==== Data shown ====
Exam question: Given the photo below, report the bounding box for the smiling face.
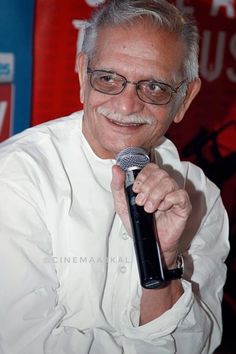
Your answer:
[77,21,201,159]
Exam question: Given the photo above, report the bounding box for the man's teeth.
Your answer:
[108,118,142,126]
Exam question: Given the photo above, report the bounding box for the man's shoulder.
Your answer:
[0,111,83,150]
[35,110,83,132]
[0,111,82,155]
[0,111,84,178]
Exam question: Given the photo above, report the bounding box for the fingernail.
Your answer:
[145,201,153,212]
[136,193,145,204]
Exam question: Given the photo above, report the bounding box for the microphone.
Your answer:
[116,147,165,289]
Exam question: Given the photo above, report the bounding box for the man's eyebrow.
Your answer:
[90,66,173,85]
[88,61,115,72]
[142,75,173,86]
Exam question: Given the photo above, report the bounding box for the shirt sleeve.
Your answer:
[0,179,94,354]
[118,181,230,354]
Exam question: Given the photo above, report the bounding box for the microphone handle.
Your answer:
[125,169,165,289]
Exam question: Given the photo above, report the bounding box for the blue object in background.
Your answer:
[0,0,35,135]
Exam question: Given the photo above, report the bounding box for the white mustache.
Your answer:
[97,107,154,125]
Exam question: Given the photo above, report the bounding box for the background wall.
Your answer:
[0,1,235,352]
====
**Problem description:** Please transcribe exactly the lines from the start of the records through the line containing "the man's shoulder.", leaving the pictures out.

**Task solution:**
Exam question: Given the photo below, report the bounding box for the smiling face.
Your answer:
[77,21,201,159]
Exam question: Given the photo above, report the bounding box for the man's teeth.
Your answer:
[108,118,142,126]
Exam question: Given the photo above, report the bounding box for the man's shoulder.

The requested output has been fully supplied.